## TASK OBJECTIVE
Pick up the post on the hidden complexity of von Willebrand Disease after its last sentence and continue writing it.

## GIVEN PASSAGE
┌──

Danny Hsu: Are We Stopping at the First Diagnosis? The Hidden Complexity of VWD
Danny Hsu, President of THANZ, shared a post by RPTH Journal on LinkedIn:
“Are We Stopping at the First Diagnosis? The Hidden Complexity of VWD
Diagnostic anchoring may be causing us to miss up to one-third of combined hemostasis disorders in patients with von Willebrand Disease (VWD).
This Forum article in RPTH by Omid Seidizadeh, Pier Mannuccio Mannucci, and Flora Peyvandi highlights a critical blind spot in our diagnostic workflows: the co-inheritance of VWD with other bleeding disorders.
The Clinical Reality:
Because VWD affects ~1% of the population, the statistical probability of it co-occurring with other coagulation defects is significant. Yet, these combined defects remain largely underrecognized due to diagnostic anchoring—the tendency to halt investigation once a plausible explanation (like VWD) is found.

└──

Point localization data
┌──

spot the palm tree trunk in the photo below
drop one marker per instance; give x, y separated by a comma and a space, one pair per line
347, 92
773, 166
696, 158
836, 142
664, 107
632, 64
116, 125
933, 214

└──

## TASK RESPONSE
Key Findings & Prevalence:
* High Co-occurrence: In specific cohorts, up to 36% of patients with low VWF/Type 1 VWD had an additional hemostatic defect.
* Common Culprits: The most frequent co-occurring defects were platelet function disorders (22%), followed by deficiencies in FVII, FXII, and FXI.
* Genetic Drivers: Founder effects and consanguinity increase this risk, but multilocus variants are also emerging in broader populations via NGS.
Why It Matters:
Missing the second defect isn’t just an academic issue; it fundamentally alters risk stratification and therapy.
* Treatment Failure: A patient with VWD and a platelet function defect may require platelet transfusions, whereas standard VWD therapy (DDAVP/concentrates) would be insufficient.
* Altered Phenotypes: Interestingly, some combinations (like VWD + Antithrombin deficiency) can actually attenuate bleeding severity, while others (VWD + FXIII deficiency) significantly worsen it.
The Takeaway for Haematologists:
We must resist the urge to stop at the first abnormal lab result. If a patient’s bleeding phenotype is disproportionate to their VWF levels, or if they have a suboptimal response to treatment, we need to broaden our diagnostic scope.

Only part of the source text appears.